Restate word for word the line containing "If you would be willing to indicate the rocky" and each line that follows it, through the last line below, and nothing else.
-------- THE DATA
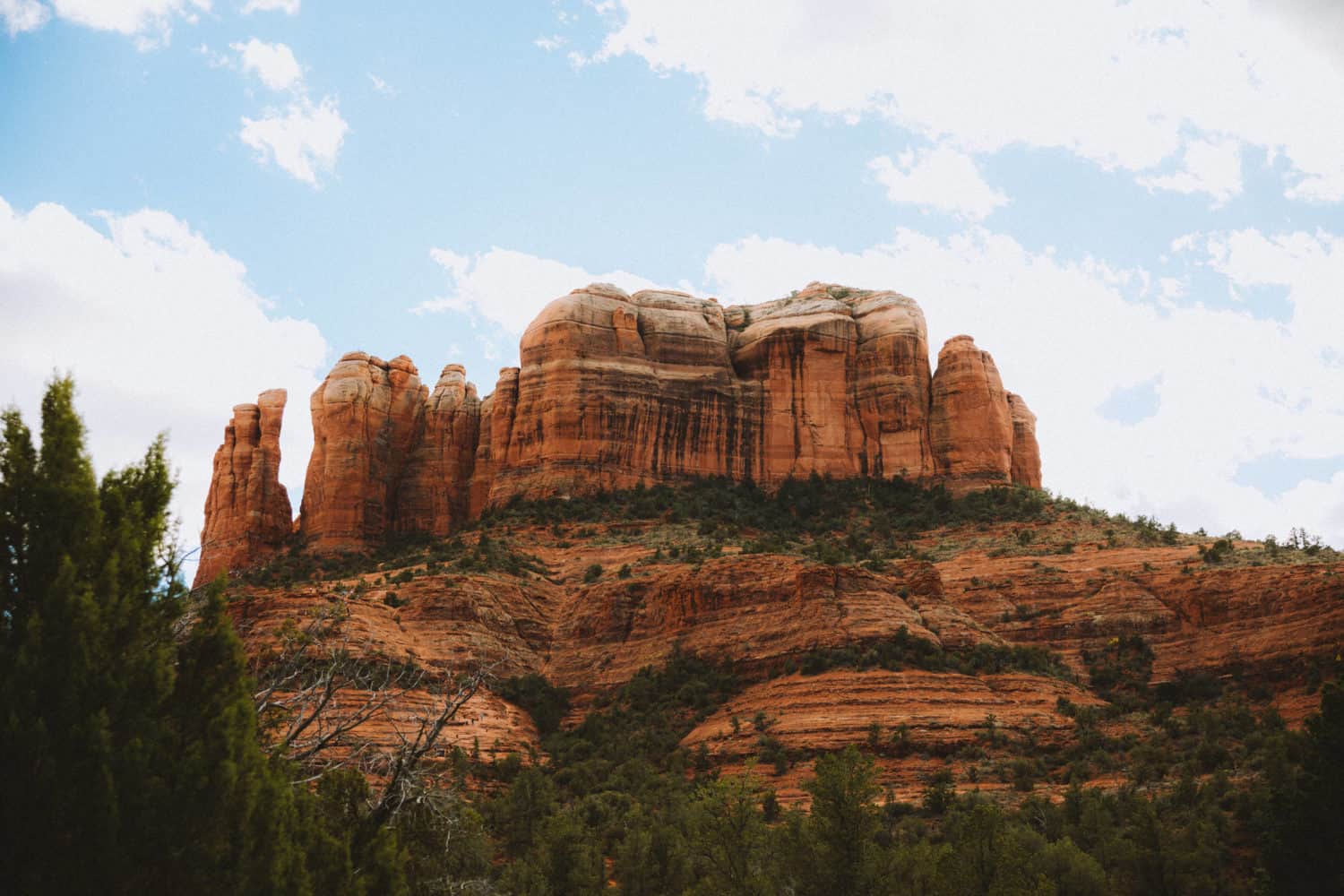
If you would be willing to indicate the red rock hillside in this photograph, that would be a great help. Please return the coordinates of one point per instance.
(617, 390)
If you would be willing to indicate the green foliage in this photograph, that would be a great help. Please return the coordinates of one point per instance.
(797, 509)
(1121, 669)
(134, 756)
(1298, 814)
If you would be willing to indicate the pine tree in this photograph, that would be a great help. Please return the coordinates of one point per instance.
(132, 762)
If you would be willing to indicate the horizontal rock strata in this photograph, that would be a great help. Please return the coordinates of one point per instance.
(616, 390)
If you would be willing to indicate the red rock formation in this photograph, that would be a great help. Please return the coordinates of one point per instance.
(616, 390)
(368, 416)
(1026, 452)
(969, 424)
(621, 389)
(247, 509)
(435, 492)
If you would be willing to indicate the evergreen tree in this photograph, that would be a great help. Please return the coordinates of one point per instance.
(132, 758)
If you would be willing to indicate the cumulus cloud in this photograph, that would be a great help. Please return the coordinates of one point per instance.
(938, 179)
(1136, 85)
(23, 15)
(1206, 167)
(1069, 333)
(288, 7)
(274, 64)
(303, 139)
(508, 288)
(160, 331)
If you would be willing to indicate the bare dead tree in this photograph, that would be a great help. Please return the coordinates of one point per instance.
(317, 691)
(405, 766)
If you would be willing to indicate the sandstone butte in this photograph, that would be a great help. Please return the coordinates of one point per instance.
(616, 390)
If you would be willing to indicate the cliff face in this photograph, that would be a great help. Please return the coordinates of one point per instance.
(247, 512)
(617, 390)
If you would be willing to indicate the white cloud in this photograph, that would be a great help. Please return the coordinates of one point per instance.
(23, 15)
(1207, 167)
(941, 179)
(274, 64)
(508, 288)
(1067, 333)
(160, 331)
(288, 7)
(304, 139)
(148, 21)
(1126, 85)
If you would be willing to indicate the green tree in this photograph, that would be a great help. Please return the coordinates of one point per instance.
(132, 755)
(841, 829)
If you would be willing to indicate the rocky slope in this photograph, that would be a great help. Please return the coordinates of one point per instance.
(908, 621)
(617, 390)
(1261, 626)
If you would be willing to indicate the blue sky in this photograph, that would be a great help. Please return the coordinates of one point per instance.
(1137, 209)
----------------
**SOLVED PROBLEM**
If you would be willing to indicate the rocky slope in this photograph, that would be a great help. Please return the coordinates of one point per instance.
(908, 621)
(617, 390)
(1261, 626)
If you would be willing to indicate the blue sky in this photograph, that would be a great help. Please return the coordinates of one point per instance.
(1137, 209)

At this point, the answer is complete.